Information shown:
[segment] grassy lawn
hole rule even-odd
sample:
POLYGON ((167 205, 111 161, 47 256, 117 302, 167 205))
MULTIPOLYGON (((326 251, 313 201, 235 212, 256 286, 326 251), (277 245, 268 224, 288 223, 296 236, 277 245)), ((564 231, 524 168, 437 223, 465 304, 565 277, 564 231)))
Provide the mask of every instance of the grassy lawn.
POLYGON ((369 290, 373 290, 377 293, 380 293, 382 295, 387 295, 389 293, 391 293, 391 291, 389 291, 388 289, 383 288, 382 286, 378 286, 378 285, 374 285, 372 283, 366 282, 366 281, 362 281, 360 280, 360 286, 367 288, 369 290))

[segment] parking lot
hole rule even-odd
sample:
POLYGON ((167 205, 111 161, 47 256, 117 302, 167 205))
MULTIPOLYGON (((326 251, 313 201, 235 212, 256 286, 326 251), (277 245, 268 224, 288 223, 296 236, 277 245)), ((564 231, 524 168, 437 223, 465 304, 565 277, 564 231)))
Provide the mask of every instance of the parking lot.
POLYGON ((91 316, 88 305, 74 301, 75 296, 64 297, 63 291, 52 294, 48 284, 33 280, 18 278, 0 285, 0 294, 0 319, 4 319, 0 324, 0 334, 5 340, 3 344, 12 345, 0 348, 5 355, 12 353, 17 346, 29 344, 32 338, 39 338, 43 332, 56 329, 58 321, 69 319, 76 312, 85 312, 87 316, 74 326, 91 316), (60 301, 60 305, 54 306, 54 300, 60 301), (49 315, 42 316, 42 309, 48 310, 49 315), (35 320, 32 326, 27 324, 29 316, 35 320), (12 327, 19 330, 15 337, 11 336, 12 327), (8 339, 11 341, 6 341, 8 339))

About this task: Once you have read the entries, repeat them all exactly.

Solution:
[segment] grassy lawn
hole rule even-odd
sample:
POLYGON ((167 205, 111 161, 47 256, 117 302, 167 205))
MULTIPOLYGON (((326 251, 313 201, 235 212, 256 286, 326 251), (277 245, 268 224, 288 223, 296 236, 277 245)), ((564 231, 524 168, 437 223, 465 304, 565 277, 564 231)))
Provide the mask of every instance of the grassy lawn.
POLYGON ((369 290, 373 290, 377 293, 380 293, 382 295, 387 295, 389 293, 391 293, 391 291, 389 291, 388 289, 383 288, 382 286, 378 286, 378 285, 374 285, 372 283, 366 282, 366 281, 362 281, 360 280, 360 286, 367 288, 369 290))

[segment] parking lot
hole rule even-odd
sample:
POLYGON ((167 205, 111 161, 47 256, 117 302, 167 205))
MULTIPOLYGON (((326 251, 313 201, 235 212, 256 286, 326 251), (277 245, 268 224, 288 223, 296 236, 277 245)), ((564 231, 524 168, 437 223, 465 304, 565 277, 564 231)))
Provide the mask of every instance of the parking lot.
POLYGON ((91 316, 88 305, 74 301, 75 296, 64 297, 63 291, 52 294, 48 284, 33 280, 18 278, 0 285, 0 294, 0 319, 4 319, 0 324, 0 334, 5 340, 3 344, 12 345, 0 348, 5 355, 12 353, 17 346, 29 344, 32 338, 39 338, 43 332, 56 329, 58 321, 69 319, 76 312, 85 312, 87 316, 74 326, 91 316), (60 301, 60 305, 54 306, 54 300, 60 301), (49 315, 42 316, 42 309, 48 310, 49 315), (35 320, 32 326, 27 324, 29 316, 35 320), (12 327, 19 330, 15 337, 11 336, 12 327), (8 339, 11 341, 6 341, 8 339))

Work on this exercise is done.